** BEGIN DOCUMENT **

A visiting family came to a church for the first time and attempted to sit down only to be told by a disapproving man, “You can’t sit there, these are our seats!” Years of sitting in the same place took priority over extending a warm hand of welcome. You can guess if that family ever returned.
Where tradition is sanctioned by God we must carefully uphold it, for example, partaking in communion, baptizing new believers, the reading and teaching of God’s Word. When tradition is God-ordained, it is a wonderful thing. When tradition is man-ordained it often leads to:
My brother, Nate, wrote while waiting at the border of Hungary and Ukraine:
We are held up here at the border because they have to change all the wheels on the train. The Russian rails are built wider than European rails. Apparently the Russians after WWI decided that it would be in their interest to have a different rail system as it made an invasion more difficult. Paranoid? Maybe not. It was one of the reasons why Hitler had such a tough time advancing into Russia. Now, it is an economic headachethat adds time and money to all imports and exports.
When the Russians chose to make their rails wider it made sense. Suspicious of its western neighbors, the communists chose to act in a self-protecting way. Often actions we view much later as misguided were logical at the time of their inception. When the Jewish religious leaders added to the laws Moses established, their motives may have been noble. Concerned that people not violate Scripture, they added safeguards, more stringent requirements. Eventually the additives zealous priests and rabbis valued blurred the intent God meant for His original laws to accomplish. The acts and practices, the pronouncements and interpretations gave the Pharisees a sense of importance they didn’t need. These lovers of laws lost sight of their Lord.
Beware of venerating institutions. Widened tracks may bring security. But they may also block God’s train of blessing and subvert His will. Be careful what you spike to the ground! Do our rules bring us closer to God or do they make us feel safer? Do our practices bring glory to Jesus or do they burden seekers unnecessarily? For example, consider the church that says only the King James Version is acceptable. Is this making a wider track? What about those who insist that salvation can only be obtained by speaking in tongues? The lists go on, clickity-clack, clickity-clack . . .
God keep us from glorifying routine, deifying rules and guarding at all cost our right to do it our way at the expense of experiencing Your fresh anointing, Your inspiring direction.

** END DOCUMENT **

> [EXERCISE]
Condense the devotional's paragraph that opens "When the Russians chose to make their rails wider" into a short bulleted list that keeps its main points.

** BEGIN EXTRACTED DATA **

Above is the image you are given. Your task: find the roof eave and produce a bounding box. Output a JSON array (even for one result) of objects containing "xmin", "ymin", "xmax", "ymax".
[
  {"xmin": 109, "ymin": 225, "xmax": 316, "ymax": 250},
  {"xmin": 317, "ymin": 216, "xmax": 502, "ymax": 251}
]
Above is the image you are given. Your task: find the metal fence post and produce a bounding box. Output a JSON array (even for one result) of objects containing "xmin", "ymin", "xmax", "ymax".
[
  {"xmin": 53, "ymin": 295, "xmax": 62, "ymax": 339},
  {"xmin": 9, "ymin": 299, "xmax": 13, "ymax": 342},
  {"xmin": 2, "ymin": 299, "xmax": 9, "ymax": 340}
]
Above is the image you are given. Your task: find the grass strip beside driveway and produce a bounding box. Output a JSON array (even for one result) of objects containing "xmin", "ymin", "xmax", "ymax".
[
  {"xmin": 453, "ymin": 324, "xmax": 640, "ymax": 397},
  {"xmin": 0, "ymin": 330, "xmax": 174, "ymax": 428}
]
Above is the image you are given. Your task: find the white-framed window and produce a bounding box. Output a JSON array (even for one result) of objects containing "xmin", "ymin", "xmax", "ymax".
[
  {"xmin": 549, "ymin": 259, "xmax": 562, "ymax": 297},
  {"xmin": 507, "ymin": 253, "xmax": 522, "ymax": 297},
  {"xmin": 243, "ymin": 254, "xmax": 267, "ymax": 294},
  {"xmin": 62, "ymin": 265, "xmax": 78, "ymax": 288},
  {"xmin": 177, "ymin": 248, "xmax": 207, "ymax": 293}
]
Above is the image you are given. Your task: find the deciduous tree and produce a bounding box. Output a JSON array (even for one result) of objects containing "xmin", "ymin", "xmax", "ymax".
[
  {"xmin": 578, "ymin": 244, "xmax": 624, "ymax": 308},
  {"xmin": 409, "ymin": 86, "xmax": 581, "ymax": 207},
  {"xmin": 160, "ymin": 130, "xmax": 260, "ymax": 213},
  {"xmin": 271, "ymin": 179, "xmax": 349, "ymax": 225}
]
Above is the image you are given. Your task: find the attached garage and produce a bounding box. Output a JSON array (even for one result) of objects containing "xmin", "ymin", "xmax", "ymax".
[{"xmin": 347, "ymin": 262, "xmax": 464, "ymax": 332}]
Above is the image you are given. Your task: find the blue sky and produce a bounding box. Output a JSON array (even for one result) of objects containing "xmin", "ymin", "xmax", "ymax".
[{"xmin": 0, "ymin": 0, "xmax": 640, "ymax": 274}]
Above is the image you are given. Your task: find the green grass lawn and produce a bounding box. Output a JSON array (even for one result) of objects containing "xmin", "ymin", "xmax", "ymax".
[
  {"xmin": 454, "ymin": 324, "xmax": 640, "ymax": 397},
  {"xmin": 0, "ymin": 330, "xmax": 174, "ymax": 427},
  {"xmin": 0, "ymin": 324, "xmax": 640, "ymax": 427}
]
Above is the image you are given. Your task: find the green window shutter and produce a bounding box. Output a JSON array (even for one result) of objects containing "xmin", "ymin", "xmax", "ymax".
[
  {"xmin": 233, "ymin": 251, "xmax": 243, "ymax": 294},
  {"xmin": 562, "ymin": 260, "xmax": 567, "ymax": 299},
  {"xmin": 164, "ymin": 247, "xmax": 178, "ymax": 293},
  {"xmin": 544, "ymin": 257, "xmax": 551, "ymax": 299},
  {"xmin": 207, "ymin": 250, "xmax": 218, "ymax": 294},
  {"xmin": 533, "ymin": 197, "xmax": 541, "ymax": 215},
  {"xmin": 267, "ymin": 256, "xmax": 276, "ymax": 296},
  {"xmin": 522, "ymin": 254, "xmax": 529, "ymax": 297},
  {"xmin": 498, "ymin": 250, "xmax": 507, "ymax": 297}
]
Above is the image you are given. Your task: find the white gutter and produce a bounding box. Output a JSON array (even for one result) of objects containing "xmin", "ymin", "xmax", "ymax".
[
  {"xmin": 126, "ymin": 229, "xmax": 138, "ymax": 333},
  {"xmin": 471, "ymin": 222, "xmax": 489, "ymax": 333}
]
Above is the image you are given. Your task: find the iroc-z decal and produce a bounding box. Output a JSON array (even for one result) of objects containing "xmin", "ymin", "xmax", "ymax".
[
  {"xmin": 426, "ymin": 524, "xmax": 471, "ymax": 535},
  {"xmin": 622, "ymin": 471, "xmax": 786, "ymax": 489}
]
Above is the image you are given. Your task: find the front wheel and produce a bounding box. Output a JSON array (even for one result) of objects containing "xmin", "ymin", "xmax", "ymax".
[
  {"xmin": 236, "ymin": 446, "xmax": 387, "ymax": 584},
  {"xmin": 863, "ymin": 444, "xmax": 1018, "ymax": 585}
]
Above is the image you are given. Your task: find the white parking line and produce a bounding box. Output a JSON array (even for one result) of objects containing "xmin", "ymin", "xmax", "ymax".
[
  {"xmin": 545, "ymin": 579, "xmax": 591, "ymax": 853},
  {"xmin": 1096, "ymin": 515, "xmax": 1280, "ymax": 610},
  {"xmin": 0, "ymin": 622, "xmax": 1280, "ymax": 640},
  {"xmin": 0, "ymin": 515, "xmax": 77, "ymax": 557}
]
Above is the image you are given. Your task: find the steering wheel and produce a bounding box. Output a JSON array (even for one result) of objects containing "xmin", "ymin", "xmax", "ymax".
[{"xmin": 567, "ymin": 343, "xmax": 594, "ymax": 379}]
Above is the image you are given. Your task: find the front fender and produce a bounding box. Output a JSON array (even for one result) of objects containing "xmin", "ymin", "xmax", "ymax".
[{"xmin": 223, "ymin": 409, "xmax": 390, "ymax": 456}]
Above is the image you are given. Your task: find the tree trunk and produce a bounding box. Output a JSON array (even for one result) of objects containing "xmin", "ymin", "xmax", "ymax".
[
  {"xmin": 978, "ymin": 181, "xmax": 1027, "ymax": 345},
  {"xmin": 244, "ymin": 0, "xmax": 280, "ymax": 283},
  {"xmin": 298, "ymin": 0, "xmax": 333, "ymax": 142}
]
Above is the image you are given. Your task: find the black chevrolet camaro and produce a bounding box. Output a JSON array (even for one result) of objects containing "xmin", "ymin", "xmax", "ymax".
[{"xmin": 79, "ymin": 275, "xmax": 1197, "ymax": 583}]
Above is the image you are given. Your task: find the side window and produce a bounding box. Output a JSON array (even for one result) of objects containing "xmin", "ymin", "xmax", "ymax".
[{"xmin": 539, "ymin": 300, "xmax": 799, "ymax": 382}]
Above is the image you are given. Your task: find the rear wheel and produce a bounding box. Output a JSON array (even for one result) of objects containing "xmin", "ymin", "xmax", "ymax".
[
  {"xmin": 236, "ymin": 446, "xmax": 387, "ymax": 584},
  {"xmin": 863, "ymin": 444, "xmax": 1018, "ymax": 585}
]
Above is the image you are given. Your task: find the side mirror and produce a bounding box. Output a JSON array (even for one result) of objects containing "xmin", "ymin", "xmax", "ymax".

** END EXTRACTED DATA **

> [FULL ANSWER]
- The Russians' choice of wider rails made sense at the time. Suspicious of their western neighbors, the communists acted to protect themselves.
- Actions later viewed as misguided were often logical when they began.
- The Jewish religious leaders who added to the laws of Moses may have had noble motives. They added stricter safeguards so that people would not violate Scripture.
- Over time, the additions valued by zealous priests and rabbis blurred the intent of God's original laws.
- These practices and interpretations gave the Pharisees an unneeded sense of importance, and these lovers of laws lost sight of their Lord.